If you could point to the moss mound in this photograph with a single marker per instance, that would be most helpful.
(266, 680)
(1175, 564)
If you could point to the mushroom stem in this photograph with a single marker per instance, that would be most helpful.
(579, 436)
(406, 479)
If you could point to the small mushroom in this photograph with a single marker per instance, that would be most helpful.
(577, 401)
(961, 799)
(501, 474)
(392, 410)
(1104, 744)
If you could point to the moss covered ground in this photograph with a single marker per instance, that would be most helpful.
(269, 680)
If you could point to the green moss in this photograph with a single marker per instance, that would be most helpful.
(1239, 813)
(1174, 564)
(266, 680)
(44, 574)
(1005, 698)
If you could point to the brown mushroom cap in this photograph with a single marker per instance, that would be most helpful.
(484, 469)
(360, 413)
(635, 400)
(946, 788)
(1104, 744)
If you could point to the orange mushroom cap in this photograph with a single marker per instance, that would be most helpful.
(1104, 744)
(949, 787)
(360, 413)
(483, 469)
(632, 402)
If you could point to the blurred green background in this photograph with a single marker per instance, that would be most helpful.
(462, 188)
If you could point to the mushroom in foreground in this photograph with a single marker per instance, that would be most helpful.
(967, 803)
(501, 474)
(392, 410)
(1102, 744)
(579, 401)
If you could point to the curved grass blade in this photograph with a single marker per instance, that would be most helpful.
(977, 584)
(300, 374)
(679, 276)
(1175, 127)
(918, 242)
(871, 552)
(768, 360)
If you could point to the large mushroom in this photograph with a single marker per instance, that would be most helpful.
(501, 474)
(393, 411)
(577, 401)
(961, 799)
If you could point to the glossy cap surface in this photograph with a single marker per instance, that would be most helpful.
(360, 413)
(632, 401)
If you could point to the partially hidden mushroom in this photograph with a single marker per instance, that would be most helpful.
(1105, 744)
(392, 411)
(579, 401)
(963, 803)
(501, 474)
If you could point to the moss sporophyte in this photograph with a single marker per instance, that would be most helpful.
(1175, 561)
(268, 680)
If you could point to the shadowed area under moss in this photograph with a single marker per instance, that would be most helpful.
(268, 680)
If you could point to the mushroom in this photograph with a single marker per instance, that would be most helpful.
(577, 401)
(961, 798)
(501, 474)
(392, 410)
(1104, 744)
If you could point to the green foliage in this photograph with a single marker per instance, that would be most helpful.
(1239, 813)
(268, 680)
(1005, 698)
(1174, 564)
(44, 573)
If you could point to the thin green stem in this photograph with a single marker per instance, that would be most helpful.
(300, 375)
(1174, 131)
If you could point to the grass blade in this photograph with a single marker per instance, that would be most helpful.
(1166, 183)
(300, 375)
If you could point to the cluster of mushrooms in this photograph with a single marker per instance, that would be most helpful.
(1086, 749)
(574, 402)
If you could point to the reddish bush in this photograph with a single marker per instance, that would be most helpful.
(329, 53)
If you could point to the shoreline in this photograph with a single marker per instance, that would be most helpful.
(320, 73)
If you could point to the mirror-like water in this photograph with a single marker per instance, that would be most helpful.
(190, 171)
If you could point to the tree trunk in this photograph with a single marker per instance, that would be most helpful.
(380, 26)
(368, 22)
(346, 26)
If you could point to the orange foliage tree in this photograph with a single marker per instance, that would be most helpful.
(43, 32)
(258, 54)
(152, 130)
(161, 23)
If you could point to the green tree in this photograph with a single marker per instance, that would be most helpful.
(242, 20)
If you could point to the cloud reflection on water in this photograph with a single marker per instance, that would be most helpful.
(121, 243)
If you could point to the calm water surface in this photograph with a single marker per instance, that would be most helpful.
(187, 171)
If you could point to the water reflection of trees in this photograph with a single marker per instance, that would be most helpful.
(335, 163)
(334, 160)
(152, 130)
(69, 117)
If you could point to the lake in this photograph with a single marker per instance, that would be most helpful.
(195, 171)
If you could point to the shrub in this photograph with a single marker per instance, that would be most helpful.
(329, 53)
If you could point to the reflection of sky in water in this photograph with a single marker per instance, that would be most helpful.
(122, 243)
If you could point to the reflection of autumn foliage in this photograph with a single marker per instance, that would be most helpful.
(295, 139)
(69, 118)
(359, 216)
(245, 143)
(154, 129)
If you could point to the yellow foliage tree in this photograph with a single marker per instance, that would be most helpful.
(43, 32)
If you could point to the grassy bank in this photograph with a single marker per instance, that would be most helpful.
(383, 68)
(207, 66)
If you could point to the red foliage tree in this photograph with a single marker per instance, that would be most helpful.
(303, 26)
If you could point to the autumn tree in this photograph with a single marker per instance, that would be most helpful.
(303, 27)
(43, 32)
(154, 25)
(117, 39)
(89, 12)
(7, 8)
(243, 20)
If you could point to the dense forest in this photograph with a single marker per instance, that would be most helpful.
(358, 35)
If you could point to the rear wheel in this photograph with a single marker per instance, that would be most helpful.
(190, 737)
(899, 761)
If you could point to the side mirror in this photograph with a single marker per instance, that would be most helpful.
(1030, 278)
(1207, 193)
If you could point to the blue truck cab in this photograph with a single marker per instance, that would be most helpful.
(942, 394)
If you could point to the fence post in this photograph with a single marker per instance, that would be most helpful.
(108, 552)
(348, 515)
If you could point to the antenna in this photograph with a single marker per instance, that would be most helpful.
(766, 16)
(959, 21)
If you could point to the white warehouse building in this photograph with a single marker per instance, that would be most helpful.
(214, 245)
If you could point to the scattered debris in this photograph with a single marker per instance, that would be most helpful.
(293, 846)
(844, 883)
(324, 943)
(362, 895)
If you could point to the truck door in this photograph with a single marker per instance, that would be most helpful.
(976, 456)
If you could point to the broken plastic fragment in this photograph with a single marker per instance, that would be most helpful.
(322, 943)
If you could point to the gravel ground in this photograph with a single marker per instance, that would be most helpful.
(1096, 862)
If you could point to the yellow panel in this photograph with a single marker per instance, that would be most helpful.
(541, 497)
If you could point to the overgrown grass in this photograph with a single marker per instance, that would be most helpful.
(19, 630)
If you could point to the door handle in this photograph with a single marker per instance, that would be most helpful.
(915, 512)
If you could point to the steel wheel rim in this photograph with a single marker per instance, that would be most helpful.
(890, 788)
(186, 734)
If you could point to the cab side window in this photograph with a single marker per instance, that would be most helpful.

• [Exercise aim] From the line containing "If you could point to the antenna" down to the final line of the data, write out every line exactly; both the first and last of these belong in your answer, and nothing else does.

• [Reply to the task]
If you could point to the antenna in this photograph with a single marker per instance, that would be most helpful.
(766, 16)
(959, 21)
If you could point to the white warehouse building in this photograph with a single marker per instance, that would be most helpful.
(214, 245)
If you could point to the scattered debris in this photograph with a single marker per instance, that would be most helpful.
(293, 846)
(844, 883)
(324, 943)
(362, 895)
If you could point to the truck door in this photograph with a single marker per instance, that would be most helpful.
(976, 456)
If you could point to the broken plastic fragment in this photograph with a single marker per instance, that would be most helpful.
(322, 943)
If you could point to the gravel ground in this photograph with a single marker per instance, that would be most helpful.
(1096, 862)
If you could point to the yellow panel in this photograph with a single marker per instance, that would be most helpful.
(541, 497)
If you could point to the overgrown grass in this photograph with a single marker per instance, that would be most helpful.
(19, 630)
If you could point to the door handle in this photograph with a single marker per instance, that would be most helpful.
(915, 512)
If you could point to the steel wheel rim in this photograph with a single marker per instance, that would be most helpful.
(890, 788)
(186, 734)
If you could point to the cab side window in this photograph with a single marker per instance, that would be most helpful.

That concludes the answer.